* **Excerpted text**
----

Before he launched his democracy project, Bush was warned that free elections would advance the fortunes of Islamic militants. At his insistence, the elections were held. Results:

In Egypt, the Muslim Brotherhood won 60 percent of the seats it contested. Hezbollah swept south Lebanon. Hamas recorded a stunning victory on the West Bank and Gaza. These were the freest and fairest elections ever held in those nations. But Bush refused to engage the winners.

The painful truth is that, in the Middle East, democracy will produce, as it does in the West, two dominant parties. One will be a state party, and the other is going to be a party rooted in the Islamic faith.

Time to recognize reality — and stop isolating America.

—Pat Buchanan,syndicated conservative newspaper columnist, former Nixon speechwriter

 

This could produce a thousand new bin Ladens. The level of anger and frustration in the Arab world is extremely dangerous. It could easily turn toward the United States, which is blindly supporting Israel.

----

* **Short exercise**
In the excerpt on Middle East elections, what percentage of the seats it contested did the Muslim Brotherhood win in Egypt? The lines after this note are separate from the excerpt on Middle East elections.

----

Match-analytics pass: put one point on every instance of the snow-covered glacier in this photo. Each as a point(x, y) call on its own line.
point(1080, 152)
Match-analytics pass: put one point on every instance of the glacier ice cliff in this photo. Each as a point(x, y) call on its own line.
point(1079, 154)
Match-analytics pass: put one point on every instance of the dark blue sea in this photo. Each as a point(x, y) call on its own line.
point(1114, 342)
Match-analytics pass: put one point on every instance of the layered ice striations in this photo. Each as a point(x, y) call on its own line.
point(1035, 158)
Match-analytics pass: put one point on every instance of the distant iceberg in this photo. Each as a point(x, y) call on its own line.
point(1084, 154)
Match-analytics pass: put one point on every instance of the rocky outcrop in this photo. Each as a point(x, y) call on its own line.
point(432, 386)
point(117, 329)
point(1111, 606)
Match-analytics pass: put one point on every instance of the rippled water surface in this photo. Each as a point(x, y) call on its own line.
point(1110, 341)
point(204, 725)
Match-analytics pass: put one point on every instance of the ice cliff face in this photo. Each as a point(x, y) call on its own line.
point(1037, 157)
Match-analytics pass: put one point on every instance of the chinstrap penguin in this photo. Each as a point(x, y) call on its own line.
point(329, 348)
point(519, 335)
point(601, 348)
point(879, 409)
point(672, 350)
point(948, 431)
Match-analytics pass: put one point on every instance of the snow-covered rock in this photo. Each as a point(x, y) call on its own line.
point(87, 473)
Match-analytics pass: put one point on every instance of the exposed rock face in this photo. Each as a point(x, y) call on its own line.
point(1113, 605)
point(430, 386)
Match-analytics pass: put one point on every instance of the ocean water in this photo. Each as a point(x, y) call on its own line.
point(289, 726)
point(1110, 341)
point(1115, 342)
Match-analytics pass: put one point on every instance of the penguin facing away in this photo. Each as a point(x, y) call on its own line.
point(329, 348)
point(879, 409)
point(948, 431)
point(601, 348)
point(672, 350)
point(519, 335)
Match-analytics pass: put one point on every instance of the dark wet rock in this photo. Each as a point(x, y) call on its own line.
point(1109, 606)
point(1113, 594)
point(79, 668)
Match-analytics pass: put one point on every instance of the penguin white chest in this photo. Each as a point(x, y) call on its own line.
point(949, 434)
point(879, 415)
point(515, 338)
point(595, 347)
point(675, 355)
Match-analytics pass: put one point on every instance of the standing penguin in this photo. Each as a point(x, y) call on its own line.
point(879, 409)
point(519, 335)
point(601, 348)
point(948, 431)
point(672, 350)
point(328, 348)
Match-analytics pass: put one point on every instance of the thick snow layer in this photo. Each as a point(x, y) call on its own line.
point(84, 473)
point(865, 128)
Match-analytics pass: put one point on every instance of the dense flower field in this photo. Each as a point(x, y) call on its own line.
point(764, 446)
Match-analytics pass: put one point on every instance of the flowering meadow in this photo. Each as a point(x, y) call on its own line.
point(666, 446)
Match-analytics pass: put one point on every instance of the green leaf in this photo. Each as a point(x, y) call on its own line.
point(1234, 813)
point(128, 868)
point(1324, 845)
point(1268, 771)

----

* **Result of this task**
60 percent